start

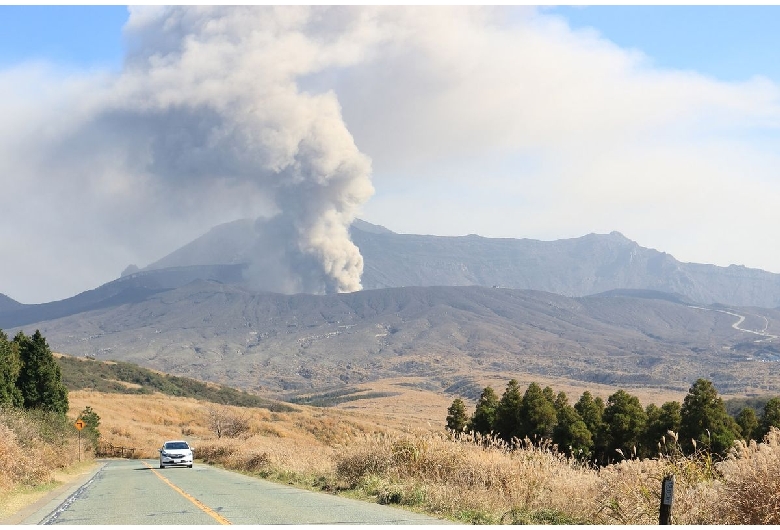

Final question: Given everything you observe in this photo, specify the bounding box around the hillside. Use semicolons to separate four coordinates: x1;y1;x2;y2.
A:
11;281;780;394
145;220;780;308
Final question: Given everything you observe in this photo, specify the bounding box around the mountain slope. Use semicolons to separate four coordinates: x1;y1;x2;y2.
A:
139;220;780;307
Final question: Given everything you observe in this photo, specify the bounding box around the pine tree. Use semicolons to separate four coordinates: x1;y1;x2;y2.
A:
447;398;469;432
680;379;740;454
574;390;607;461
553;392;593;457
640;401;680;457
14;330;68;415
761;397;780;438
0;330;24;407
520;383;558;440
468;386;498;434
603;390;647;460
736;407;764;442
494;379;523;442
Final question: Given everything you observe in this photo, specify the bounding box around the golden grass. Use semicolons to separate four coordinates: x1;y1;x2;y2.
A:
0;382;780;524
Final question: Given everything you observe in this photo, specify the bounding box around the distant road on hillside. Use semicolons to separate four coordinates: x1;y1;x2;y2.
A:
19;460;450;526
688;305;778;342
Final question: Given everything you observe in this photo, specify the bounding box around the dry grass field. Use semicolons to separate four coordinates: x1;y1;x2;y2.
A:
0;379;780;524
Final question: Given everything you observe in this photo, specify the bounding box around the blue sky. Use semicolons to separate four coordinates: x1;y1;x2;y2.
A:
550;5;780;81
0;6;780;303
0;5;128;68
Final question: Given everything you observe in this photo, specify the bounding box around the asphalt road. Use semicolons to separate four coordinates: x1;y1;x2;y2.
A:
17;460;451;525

end

DESCRIPTION OF THE TASK :: Can you rewrite every row above with "photo" changed to "image" and nothing else altered? Leave the picture out.

WRITTEN SOLUTION ::
Final question: Given everything you observe in this image, specify the bounding box around the hillside. Use semicolons to separate four coordinates: x1;y1;x2;y2.
A:
11;281;780;394
145;220;780;308
Final question: Given everything you observe in this image, specify the bounding box around the mountain slope. Use semicolons to separate four coordinates: x1;y1;x2;y2.
A:
139;220;780;307
Final question: Given everything you observe in this image, specify the bounding box around the pine tree. Use semicolons to separate four coordinates: x1;y1;x2;y2.
A:
447;398;469;432
680;379;740;454
574;390;607;461
553;392;593;457
640;401;680;457
14;330;68;415
761;397;780;438
0;330;24;407
520;383;558;440
468;386;498;434
603;390;647;460
736;407;764;442
494;379;523;442
Final question: Given everything you observe in this image, specify the bounding box around the golden grass. Use semicolons to separate four coordinates: x1;y1;x2;y2.
A:
0;382;780;524
Final question: Given everything you observe in this image, specify the bounding box around the distant road on hillside. Use semicolons to separate four coordinates: x1;y1;x2;y2.
A:
19;460;450;526
688;305;778;342
Final question: Given everything you observe in this image, specify the bounding box around the dry grass field. Use semicolons to separate four coordinates: x1;y1;x2;y2.
A:
0;379;780;524
Final question: Given everything you observe in this image, specify the bounding box around the blue sky. Use semicolons to separate four coordinates: x1;y1;x2;y2.
A:
550;5;780;81
0;6;780;303
0;5;128;68
Final question: Given everything you observe in this image, specify the bounding box around the asphalt road. Use semicolons to separate four coordinates: x1;y1;x2;y2.
A:
17;460;451;525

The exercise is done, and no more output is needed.